The task — Transcribe each record exactly. Include every one.
:: Study material ::
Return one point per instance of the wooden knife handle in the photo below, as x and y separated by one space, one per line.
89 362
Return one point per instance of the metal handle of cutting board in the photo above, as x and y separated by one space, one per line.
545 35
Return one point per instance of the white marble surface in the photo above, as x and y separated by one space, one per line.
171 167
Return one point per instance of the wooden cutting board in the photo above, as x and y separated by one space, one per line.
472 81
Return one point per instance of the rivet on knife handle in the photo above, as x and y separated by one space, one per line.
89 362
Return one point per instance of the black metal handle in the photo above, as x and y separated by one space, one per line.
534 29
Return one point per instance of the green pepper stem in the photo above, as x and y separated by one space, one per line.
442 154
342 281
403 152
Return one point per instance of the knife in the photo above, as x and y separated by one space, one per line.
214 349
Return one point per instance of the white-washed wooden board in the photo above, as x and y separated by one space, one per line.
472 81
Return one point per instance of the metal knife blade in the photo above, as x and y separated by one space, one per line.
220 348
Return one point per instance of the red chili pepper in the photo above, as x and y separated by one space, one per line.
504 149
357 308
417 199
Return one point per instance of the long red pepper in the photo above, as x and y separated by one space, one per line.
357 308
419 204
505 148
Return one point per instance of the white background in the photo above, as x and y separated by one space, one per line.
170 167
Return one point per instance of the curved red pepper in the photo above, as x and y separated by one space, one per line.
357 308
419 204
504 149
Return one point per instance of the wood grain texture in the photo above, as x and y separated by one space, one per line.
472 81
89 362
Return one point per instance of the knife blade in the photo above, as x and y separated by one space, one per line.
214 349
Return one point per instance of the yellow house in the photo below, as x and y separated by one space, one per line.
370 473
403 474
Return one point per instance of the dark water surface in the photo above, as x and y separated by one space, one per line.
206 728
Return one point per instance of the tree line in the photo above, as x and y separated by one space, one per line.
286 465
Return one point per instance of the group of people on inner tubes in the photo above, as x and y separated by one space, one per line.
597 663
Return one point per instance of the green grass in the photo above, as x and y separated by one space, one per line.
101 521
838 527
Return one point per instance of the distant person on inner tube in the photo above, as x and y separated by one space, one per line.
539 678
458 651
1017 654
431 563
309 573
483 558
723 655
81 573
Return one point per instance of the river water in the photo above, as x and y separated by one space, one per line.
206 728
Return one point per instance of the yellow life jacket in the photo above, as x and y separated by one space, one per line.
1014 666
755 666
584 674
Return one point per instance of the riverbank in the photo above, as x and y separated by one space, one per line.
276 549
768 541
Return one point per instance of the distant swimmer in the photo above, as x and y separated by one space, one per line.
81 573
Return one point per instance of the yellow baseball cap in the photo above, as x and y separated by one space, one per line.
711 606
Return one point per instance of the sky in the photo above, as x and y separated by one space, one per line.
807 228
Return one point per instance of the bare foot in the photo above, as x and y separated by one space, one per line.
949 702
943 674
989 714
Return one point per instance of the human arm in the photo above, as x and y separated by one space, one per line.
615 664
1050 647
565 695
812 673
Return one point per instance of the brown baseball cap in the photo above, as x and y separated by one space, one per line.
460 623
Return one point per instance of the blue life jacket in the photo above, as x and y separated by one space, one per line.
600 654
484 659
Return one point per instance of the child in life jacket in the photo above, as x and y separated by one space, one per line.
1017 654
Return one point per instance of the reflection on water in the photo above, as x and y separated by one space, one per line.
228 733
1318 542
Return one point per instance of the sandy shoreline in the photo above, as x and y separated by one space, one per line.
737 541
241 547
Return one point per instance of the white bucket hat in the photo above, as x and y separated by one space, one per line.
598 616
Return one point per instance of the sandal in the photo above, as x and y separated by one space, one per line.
:::
Result of this task —
Return one point per instance of the wooden knife handle in the photo below, as x and y separated by one space, one per line.
89 362
Return one point per instance of the metal handle of cutting board in the photo above, as x and y separated by one space, one per line.
545 35
Return one point per instance of the white marble surface in the photo above, as x and y separated by one space, one per line.
171 167
Return one point per instance of the wooden cutting board in the photo above, as x and y separated by one space, one per line.
472 81
Return one point per instance of the rivet on knife handle in the photo above, as x and y separated by one space, one per line.
89 362
Return one point per instance of the black metal handle in the photo above, as x and y separated by one space, one per line.
534 29
Return one point per instance of the green pepper stem in the photo above, as x and y separated by one space, one per line.
442 154
342 281
403 152
Return one point per instance of the knife in the photo above, as x and y separated by one space, one per line.
214 349
Return one point per instance of the white-washed wooden board in the photo above, as x and y separated by one space, one per line.
472 81
Return one point per instance of the metal knife blade in the photo above, as x and y separated by one space, one per line.
220 348
Return one point per instance of the red chili pepper in the photo above, as x and y separated by one space, one per line.
504 149
357 308
417 199
Return one point per instance of the long red pepper in the photo above, as x and y separated by one space, one per line.
357 308
419 204
505 148
Return one point per instance of the white background in the photo above, as x and y separated by one space, one per line.
170 167
Return one point per instance of the curved red pepper in the photo above, as x and y separated by one space, one per line.
357 308
419 204
504 149
Return one point per instance of the wood grain texture in the photo above, as x and y separated by one space, one per line.
472 81
89 362
Return one point per instance of the knife blade in the photo above, as x and y separated by one space, one per line.
214 349
Return one point per instance of the yellow house in the photo below, as x and y separated by one space, one per line.
370 473
403 474
Return one point per instance of the dark water surface in the photo above, as x and y separated by one space, one per line.
206 728
Return one point per instance of the tree line in the photo above, as x and y separated by one space, one per line.
286 465
Return one point per instance of the group of people on inner tubes in the photo above, as x and y separated by one space, one per line.
597 663
Return one point per instance of the green grass in the photo above, as x and y separated by one space, one per line.
101 521
838 527
Return one point per instance of the distant person on inner tube in the photo above, as x and y separated by one space, one per line.
539 678
458 651
1017 654
431 563
309 573
483 558
723 655
81 573
Return one point per instance of the river water in the photo above, as x and y separated by one space, one per line.
206 728
Return one point per instance of the yellow life jacket in the photo above, as x and y separated by one space, one per line.
1014 666
755 666
584 674
Return one point per instance of the riverbank in the photo above, as x and y separated by one space, one per line.
276 549
768 541
Return one point per instance of the distant swimmer in the photo above, as x and y separated by one space, one per line.
81 573
Return one point per instance of the yellow baseball cap in the photo above, as x and y separated by one space, one per line.
711 606
Return one point per instance of the sky in the photo above, as x and y separated by one space, one per line.
807 228
Return one point per instance of the bare foot in the photo above, as x and y separated by one space, one per line.
949 702
943 674
989 714
Return one point per instance of the human arm in the photo above, as x and y separated by one space, one per line.
615 664
1050 647
565 695
812 673
Return one point per instance of the brown baseball cap in the photo above, as x and y separated by one space, one per line.
460 623
Return one point per instance of the blue life jacket in the photo above, as x and y separated by one space, one per line.
600 654
484 659
Return one point per instance of the child in life jacket in the photo above, as x and y separated by one space, one per line.
1017 654
Return one point per instance of the reflection on water in the photo above, as x and y separated by one space, one per line.
228 733
1318 542
Return one point per instance of the sandy shoreline in the photo above, as x and y separated by one space, one per line.
737 541
241 547
Return one point per instance of the white bucket hat in the photo above, as x and y separated by one space, one per line.
598 616
Return one point per instance of the sandal in the photo above, as x and y separated by one space, one per line.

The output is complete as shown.